▶ **PROVIDED DATA**
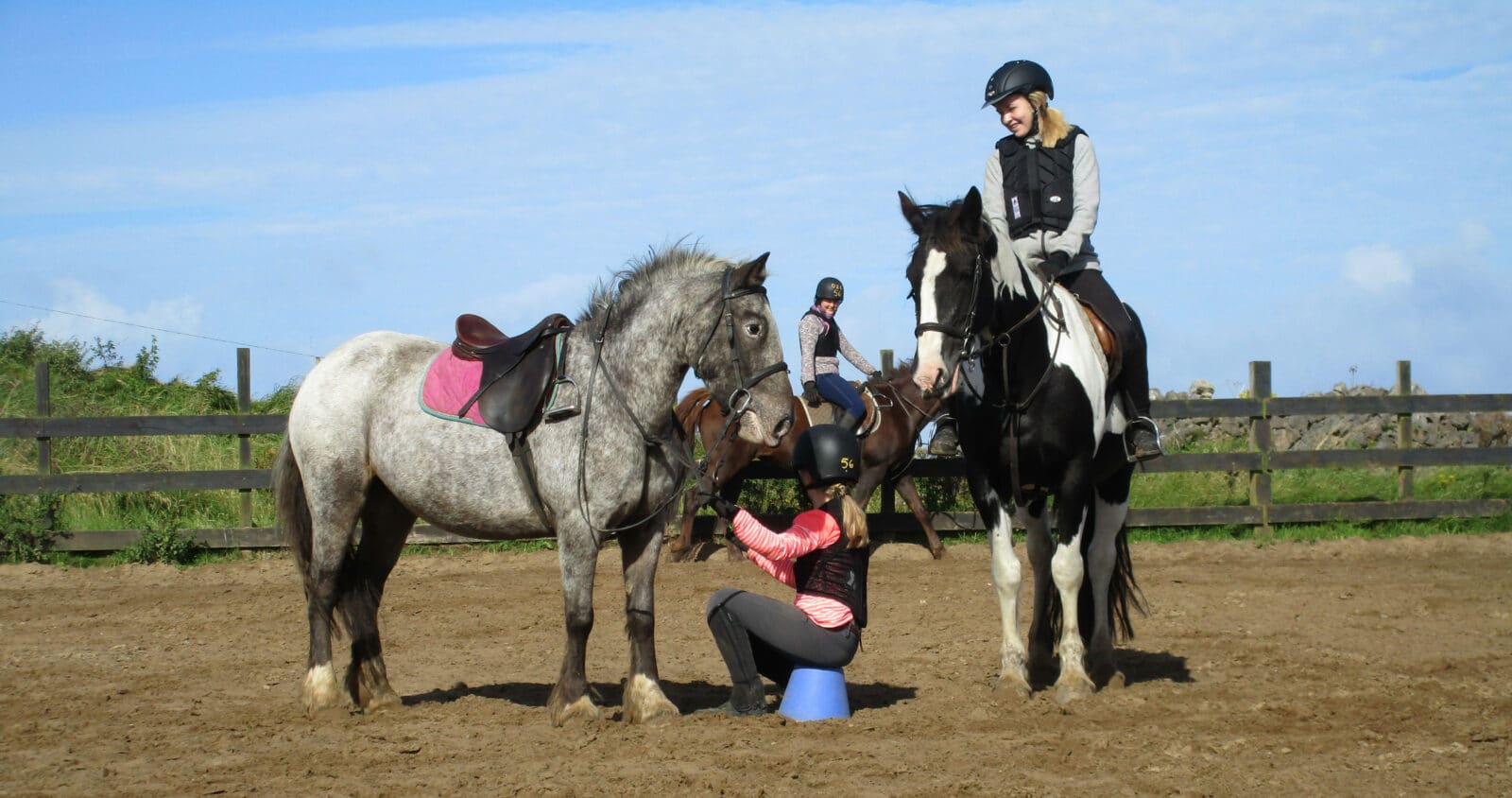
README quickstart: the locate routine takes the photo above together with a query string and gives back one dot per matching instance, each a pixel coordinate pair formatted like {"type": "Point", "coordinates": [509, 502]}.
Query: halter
{"type": "Point", "coordinates": [740, 398]}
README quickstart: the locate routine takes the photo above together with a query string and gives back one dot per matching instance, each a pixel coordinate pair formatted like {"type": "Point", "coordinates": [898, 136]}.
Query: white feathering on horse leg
{"type": "Point", "coordinates": [1007, 578]}
{"type": "Point", "coordinates": [1070, 570]}
{"type": "Point", "coordinates": [644, 702]}
{"type": "Point", "coordinates": [321, 689]}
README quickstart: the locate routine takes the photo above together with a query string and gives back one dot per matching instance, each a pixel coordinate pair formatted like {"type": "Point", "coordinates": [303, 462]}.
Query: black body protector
{"type": "Point", "coordinates": [1038, 183]}
{"type": "Point", "coordinates": [829, 343]}
{"type": "Point", "coordinates": [835, 570]}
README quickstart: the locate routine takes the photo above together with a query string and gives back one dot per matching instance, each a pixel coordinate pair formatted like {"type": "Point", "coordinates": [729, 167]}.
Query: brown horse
{"type": "Point", "coordinates": [902, 411]}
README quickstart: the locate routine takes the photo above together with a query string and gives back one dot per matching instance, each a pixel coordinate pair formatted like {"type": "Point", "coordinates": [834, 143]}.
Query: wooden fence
{"type": "Point", "coordinates": [1259, 462]}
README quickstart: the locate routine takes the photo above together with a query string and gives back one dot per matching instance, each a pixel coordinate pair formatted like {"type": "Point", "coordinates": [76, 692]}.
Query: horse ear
{"type": "Point", "coordinates": [971, 212]}
{"type": "Point", "coordinates": [912, 214]}
{"type": "Point", "coordinates": [752, 274]}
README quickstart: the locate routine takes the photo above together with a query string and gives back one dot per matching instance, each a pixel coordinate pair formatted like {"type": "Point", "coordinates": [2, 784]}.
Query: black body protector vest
{"type": "Point", "coordinates": [835, 570]}
{"type": "Point", "coordinates": [1038, 183]}
{"type": "Point", "coordinates": [829, 343]}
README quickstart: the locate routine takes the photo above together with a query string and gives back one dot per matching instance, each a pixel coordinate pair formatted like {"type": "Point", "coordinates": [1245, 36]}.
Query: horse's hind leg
{"type": "Point", "coordinates": [643, 696]}
{"type": "Point", "coordinates": [386, 525]}
{"type": "Point", "coordinates": [578, 557]}
{"type": "Point", "coordinates": [1070, 572]}
{"type": "Point", "coordinates": [333, 520]}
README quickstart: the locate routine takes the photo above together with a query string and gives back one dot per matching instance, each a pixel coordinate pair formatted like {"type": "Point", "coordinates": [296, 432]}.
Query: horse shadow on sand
{"type": "Point", "coordinates": [687, 696]}
{"type": "Point", "coordinates": [1134, 666]}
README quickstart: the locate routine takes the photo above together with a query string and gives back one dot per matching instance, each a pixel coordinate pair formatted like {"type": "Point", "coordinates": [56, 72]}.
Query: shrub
{"type": "Point", "coordinates": [26, 534]}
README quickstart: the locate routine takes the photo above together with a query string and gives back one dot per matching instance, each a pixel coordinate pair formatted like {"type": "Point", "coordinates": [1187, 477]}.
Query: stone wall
{"type": "Point", "coordinates": [1313, 432]}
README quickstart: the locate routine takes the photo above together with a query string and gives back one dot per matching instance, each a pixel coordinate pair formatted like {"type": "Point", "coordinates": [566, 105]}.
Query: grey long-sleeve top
{"type": "Point", "coordinates": [809, 331]}
{"type": "Point", "coordinates": [1075, 240]}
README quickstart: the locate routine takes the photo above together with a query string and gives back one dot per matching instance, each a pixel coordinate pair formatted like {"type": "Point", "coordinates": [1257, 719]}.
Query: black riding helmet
{"type": "Point", "coordinates": [829, 289]}
{"type": "Point", "coordinates": [829, 452]}
{"type": "Point", "coordinates": [1018, 78]}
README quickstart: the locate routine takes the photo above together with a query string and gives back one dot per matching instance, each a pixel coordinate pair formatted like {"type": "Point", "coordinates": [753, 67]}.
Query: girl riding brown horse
{"type": "Point", "coordinates": [902, 411]}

▶ **DIRECTIONS**
Restate the records above word for word. Skip every picture.

▶ **ANSWER**
README quickstart: the locate routine takes the photo above together with a query string and gives back one dot per matching instance, each a pixel coordinate pair formatted like {"type": "Point", "coordinates": [509, 502]}.
Query: halter
{"type": "Point", "coordinates": [740, 398]}
README quickstart: the locate routine takes the photo above together with a query string and gives back one dot per matching instance, each a pixel coordinate pair formatted like {"type": "Point", "coordinates": [898, 136]}.
Query: white feathering on horse leg
{"type": "Point", "coordinates": [1007, 578]}
{"type": "Point", "coordinates": [1070, 570]}
{"type": "Point", "coordinates": [644, 702]}
{"type": "Point", "coordinates": [321, 689]}
README quickstart: the locate routine takes the photo above together with a query string and gives back one dot per matching instance, each a pixel coordinate pair formatted like {"type": "Point", "coordinates": [303, 462]}.
Query: black body protector
{"type": "Point", "coordinates": [1038, 183]}
{"type": "Point", "coordinates": [829, 343]}
{"type": "Point", "coordinates": [835, 570]}
README quickstart: the locate routine takes the photo above together with a query string and gives back one dot per matching instance, each a pixel coordinate pair formatted like {"type": "Point", "coordinates": [729, 167]}.
Query: brown horse
{"type": "Point", "coordinates": [902, 411]}
README quickstart: the locate routine takes the photo above together with a query string and gives back one dot per matching instance, each a pixel coordinate pair formatted like {"type": "Point", "coordinates": [834, 143]}.
Query: wooden fence
{"type": "Point", "coordinates": [1259, 462]}
README quickstart: the locate routine takes the photo above together with a query string and gives back one dot per matching instance, each a pixel coordinate pair formatted like {"type": "Point", "coordinates": [76, 692]}.
Query: horse ear
{"type": "Point", "coordinates": [971, 212]}
{"type": "Point", "coordinates": [912, 214]}
{"type": "Point", "coordinates": [752, 274]}
README quickstart: the locate routine takes the photo above together with a query string and gives back one dot per matching instance, each a pixel coordinate pair formatted like {"type": "Point", "coordinates": [2, 784]}.
Query: black body protector vest
{"type": "Point", "coordinates": [835, 570]}
{"type": "Point", "coordinates": [1038, 183]}
{"type": "Point", "coordinates": [829, 343]}
README quickstart: the locate routine takes the photo above together with a query string and gives back one dot per matching instance, each a pixel coordinate pair formatted like {"type": "Point", "coordinates": [1245, 36]}.
Query: horse's hind leg
{"type": "Point", "coordinates": [643, 696]}
{"type": "Point", "coordinates": [386, 525]}
{"type": "Point", "coordinates": [578, 557]}
{"type": "Point", "coordinates": [1070, 572]}
{"type": "Point", "coordinates": [333, 520]}
README quickstart: the locate routine takes the photo above together with a query string and gives back one dot per matching instance, each a pixel coordinate pair formatted like {"type": "Point", "coordinates": [296, 432]}.
Query: horse shadow on sand
{"type": "Point", "coordinates": [687, 696]}
{"type": "Point", "coordinates": [1134, 666]}
README quickstart: the locate routine takes the photo above together with a query string and gives back one dot per matching instance, each a pixel coordinate pair formatted like {"type": "Point", "coordinates": [56, 72]}.
Query: shrub
{"type": "Point", "coordinates": [26, 534]}
README quickstart: the locate routine takes the photo above together with a query string and gives back one dot per matching instance, each a pixel coordinate pair formatted like {"type": "Point", "coordinates": [1187, 477]}.
Query: stone wall
{"type": "Point", "coordinates": [1313, 432]}
README quickstart: the locate routine takes the photo above together with a query string and gives back one dot per matching instance, each a pixel coordinate pair formatted like {"type": "Point", "coordinates": [566, 105]}.
Query: grey long-sleeve top
{"type": "Point", "coordinates": [809, 331]}
{"type": "Point", "coordinates": [1075, 240]}
README quickstart: the locate routine takes the photo above together with a query string and gives back one dot per matching instance, each a pixel coordinate pair formatted like {"type": "Point", "coordinates": [1257, 719]}.
Query: black riding helmet
{"type": "Point", "coordinates": [829, 289]}
{"type": "Point", "coordinates": [829, 452]}
{"type": "Point", "coordinates": [1018, 78]}
README quickstart: the locate routine takes the photo above together with a query string and gives back one dot per matching instance, each a pixel coordinate pair formatted like {"type": "Point", "coordinates": [753, 67]}.
Query: girl riding brown horse
{"type": "Point", "coordinates": [902, 411]}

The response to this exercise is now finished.